[Your goal] Will you print the material below without altering a single character?

[Supplied entries]
= = = =

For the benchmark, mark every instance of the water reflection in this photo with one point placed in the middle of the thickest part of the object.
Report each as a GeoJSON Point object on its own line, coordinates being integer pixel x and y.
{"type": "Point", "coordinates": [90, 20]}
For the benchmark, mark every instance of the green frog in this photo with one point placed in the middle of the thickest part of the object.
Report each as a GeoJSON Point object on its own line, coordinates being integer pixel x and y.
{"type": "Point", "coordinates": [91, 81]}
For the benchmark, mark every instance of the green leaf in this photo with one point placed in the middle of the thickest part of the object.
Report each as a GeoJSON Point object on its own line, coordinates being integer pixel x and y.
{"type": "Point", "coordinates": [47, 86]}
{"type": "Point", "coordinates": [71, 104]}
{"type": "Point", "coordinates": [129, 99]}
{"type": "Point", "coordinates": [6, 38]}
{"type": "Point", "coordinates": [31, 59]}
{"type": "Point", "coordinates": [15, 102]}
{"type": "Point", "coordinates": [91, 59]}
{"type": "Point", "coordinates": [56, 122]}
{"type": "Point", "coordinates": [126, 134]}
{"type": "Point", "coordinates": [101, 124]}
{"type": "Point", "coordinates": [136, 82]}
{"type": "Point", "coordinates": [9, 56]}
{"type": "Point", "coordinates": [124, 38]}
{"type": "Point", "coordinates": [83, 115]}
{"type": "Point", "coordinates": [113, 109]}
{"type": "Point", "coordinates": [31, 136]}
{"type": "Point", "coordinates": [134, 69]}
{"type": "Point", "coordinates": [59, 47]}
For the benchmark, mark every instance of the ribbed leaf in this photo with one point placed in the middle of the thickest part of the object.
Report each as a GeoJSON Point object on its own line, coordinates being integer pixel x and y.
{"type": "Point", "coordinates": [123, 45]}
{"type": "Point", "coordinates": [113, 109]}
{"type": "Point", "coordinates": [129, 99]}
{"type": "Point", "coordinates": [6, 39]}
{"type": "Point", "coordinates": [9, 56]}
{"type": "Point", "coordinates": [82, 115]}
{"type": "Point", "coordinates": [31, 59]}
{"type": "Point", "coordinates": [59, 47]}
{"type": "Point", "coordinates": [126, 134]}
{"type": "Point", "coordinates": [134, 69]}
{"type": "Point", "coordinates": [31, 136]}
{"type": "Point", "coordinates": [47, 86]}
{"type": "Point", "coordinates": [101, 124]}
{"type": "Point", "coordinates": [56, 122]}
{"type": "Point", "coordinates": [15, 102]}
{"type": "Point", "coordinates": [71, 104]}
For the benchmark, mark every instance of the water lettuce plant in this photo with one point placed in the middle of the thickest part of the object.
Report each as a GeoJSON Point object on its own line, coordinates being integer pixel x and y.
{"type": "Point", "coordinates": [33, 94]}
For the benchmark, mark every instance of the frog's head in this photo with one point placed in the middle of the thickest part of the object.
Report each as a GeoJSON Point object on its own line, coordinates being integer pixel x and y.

= = = =

[Response to this task]
For the benchmark, mark every instance of the water reflection in this photo with one point placed in the middle of the thickest part of the object.
Report each as a GeoJSON Point object on its own line, coordinates being integer pixel x and y.
{"type": "Point", "coordinates": [90, 20]}
For the benchmark, mark every instance of the green frog in this photo with one point placed in the middle of the thickest part of the object.
Report each as a GeoJSON Point object on its own line, coordinates being integer pixel x and y.
{"type": "Point", "coordinates": [91, 81]}
For the benchmark, mark every instance of the green leaf in this photo with one point placed in the middle of the thickest part of the object.
Report each as a GeoJSON Point object on its own line, coordinates being integer pixel x and y.
{"type": "Point", "coordinates": [47, 86]}
{"type": "Point", "coordinates": [71, 104]}
{"type": "Point", "coordinates": [129, 99]}
{"type": "Point", "coordinates": [6, 38]}
{"type": "Point", "coordinates": [31, 59]}
{"type": "Point", "coordinates": [15, 102]}
{"type": "Point", "coordinates": [91, 59]}
{"type": "Point", "coordinates": [56, 122]}
{"type": "Point", "coordinates": [126, 134]}
{"type": "Point", "coordinates": [101, 124]}
{"type": "Point", "coordinates": [136, 82]}
{"type": "Point", "coordinates": [9, 56]}
{"type": "Point", "coordinates": [124, 38]}
{"type": "Point", "coordinates": [83, 115]}
{"type": "Point", "coordinates": [113, 109]}
{"type": "Point", "coordinates": [31, 136]}
{"type": "Point", "coordinates": [134, 69]}
{"type": "Point", "coordinates": [59, 47]}
For the benchmark, mark every instance of the ribbed leaf in this photo with one point placed in the middle of the thickest part of the object.
Report each as a GeoJSON Point object on its own line, coordinates being integer pixel x and y.
{"type": "Point", "coordinates": [123, 45]}
{"type": "Point", "coordinates": [113, 109]}
{"type": "Point", "coordinates": [129, 99]}
{"type": "Point", "coordinates": [6, 39]}
{"type": "Point", "coordinates": [9, 56]}
{"type": "Point", "coordinates": [82, 115]}
{"type": "Point", "coordinates": [31, 59]}
{"type": "Point", "coordinates": [59, 47]}
{"type": "Point", "coordinates": [126, 134]}
{"type": "Point", "coordinates": [134, 69]}
{"type": "Point", "coordinates": [31, 136]}
{"type": "Point", "coordinates": [47, 86]}
{"type": "Point", "coordinates": [101, 124]}
{"type": "Point", "coordinates": [56, 122]}
{"type": "Point", "coordinates": [15, 102]}
{"type": "Point", "coordinates": [71, 104]}
For the benchmark, mark every instance of the water lettuce plant in this photo with one point placed in the middle of the thickest part of the object.
Report each as a GeoJSON Point object on its own line, coordinates being integer pixel x and y.
{"type": "Point", "coordinates": [33, 94]}
For the benchmark, mark every instance of the frog's head in this photo with one point placed in the middle of the thickest part of the object.
Report each as a GeoJSON Point object on its own line, coordinates being integer pixel x and y.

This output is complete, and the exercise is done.